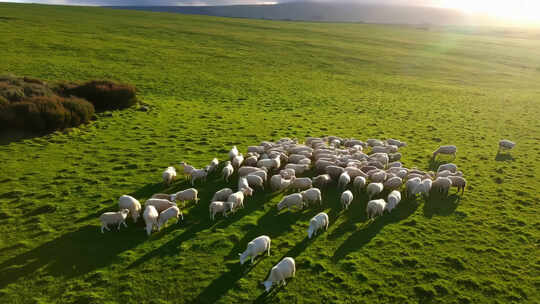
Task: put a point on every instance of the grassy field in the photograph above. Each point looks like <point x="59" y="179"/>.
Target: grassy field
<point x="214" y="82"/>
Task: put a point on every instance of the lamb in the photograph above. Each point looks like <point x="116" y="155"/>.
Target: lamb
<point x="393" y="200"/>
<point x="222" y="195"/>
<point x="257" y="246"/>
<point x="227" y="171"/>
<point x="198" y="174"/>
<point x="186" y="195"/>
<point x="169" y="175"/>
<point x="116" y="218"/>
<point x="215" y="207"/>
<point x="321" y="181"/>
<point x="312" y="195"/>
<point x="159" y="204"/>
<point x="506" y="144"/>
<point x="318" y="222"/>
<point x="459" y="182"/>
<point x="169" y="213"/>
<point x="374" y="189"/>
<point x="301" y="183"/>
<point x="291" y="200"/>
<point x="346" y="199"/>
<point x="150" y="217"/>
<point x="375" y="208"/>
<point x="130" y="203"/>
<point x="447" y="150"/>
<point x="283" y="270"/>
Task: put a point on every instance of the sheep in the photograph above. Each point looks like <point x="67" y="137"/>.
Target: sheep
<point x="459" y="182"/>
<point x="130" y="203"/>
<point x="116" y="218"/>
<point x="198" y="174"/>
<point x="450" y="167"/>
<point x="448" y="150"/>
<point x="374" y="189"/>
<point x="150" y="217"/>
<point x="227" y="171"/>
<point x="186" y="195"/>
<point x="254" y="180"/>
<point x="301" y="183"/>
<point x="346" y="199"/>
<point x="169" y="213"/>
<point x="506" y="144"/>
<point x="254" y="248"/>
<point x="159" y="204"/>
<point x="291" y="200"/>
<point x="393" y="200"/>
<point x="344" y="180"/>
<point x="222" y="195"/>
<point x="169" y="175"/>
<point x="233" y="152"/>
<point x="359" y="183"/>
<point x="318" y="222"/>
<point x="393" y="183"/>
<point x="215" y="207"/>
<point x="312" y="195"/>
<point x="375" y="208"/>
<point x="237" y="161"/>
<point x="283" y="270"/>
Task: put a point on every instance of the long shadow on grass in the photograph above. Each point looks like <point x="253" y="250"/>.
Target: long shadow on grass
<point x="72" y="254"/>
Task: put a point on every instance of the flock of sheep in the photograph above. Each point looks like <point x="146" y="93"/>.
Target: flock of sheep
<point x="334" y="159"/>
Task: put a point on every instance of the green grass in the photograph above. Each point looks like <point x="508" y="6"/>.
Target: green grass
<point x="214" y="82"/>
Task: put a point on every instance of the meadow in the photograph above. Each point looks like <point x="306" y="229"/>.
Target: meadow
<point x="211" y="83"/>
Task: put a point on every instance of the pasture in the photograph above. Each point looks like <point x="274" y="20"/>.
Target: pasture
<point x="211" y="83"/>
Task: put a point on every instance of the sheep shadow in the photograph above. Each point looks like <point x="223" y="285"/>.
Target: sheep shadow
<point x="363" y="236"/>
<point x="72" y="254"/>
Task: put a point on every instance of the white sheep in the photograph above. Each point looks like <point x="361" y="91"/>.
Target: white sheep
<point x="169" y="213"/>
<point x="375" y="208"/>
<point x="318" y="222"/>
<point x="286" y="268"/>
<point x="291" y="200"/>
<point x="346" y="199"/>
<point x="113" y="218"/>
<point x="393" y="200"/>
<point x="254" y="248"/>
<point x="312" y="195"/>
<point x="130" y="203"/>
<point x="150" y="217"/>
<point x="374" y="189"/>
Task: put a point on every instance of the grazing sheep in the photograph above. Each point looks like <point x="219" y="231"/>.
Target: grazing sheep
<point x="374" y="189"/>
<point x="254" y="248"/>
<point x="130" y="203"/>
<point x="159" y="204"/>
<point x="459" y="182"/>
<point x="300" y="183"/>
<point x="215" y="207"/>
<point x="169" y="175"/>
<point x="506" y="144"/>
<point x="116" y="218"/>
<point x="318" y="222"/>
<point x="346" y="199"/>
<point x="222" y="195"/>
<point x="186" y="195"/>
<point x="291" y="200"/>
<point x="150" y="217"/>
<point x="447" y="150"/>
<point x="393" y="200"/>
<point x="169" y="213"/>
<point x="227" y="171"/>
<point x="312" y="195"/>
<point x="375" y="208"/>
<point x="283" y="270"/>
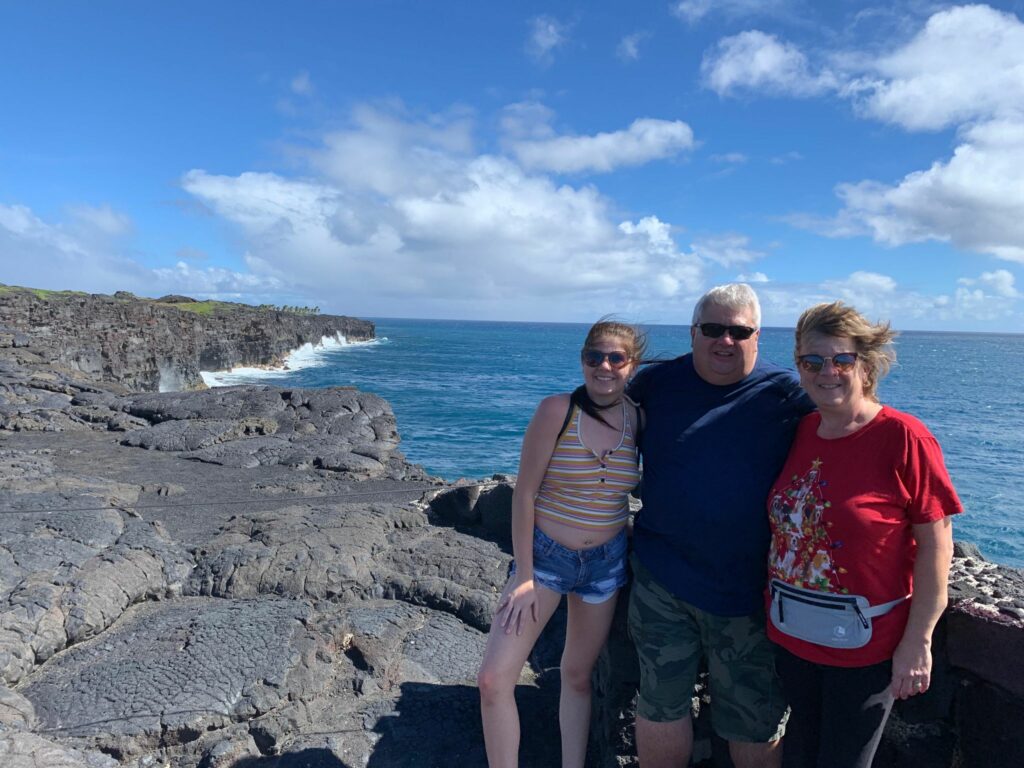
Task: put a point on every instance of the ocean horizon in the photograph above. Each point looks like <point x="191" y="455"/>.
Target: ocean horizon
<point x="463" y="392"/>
☆ ☆ ☆ ☆
## [TASK INSTRUCTIONS]
Would you retype the lines above from the one with "Target: flock of sheep" down to the one with "Task: put a point on every instance of the white", word for word, both ends included and no other lines?

## [EXERCISE RESULT]
Target: flock of sheep
<point x="334" y="159"/>
Task: put a point on every instance of the green grass in the photograph above. Each point looks like <point x="508" y="6"/>.
Target: green grass
<point x="214" y="82"/>
Task: put a point on every instance of the meadow in the photograph above. Each point looks like <point x="306" y="229"/>.
Target: meadow
<point x="211" y="83"/>
Task: put a point on every instance of the pasture in the photograph above. Each point looks like <point x="274" y="20"/>.
Target: pasture
<point x="211" y="83"/>
Task: put a point on every instance of the sheep shadow in the photograph above. Each point looks like <point x="223" y="285"/>.
Target: sheep shadow
<point x="363" y="236"/>
<point x="72" y="254"/>
Task: put a point on every instance of the white sheep in the photograph above. Each point looks like <point x="361" y="91"/>.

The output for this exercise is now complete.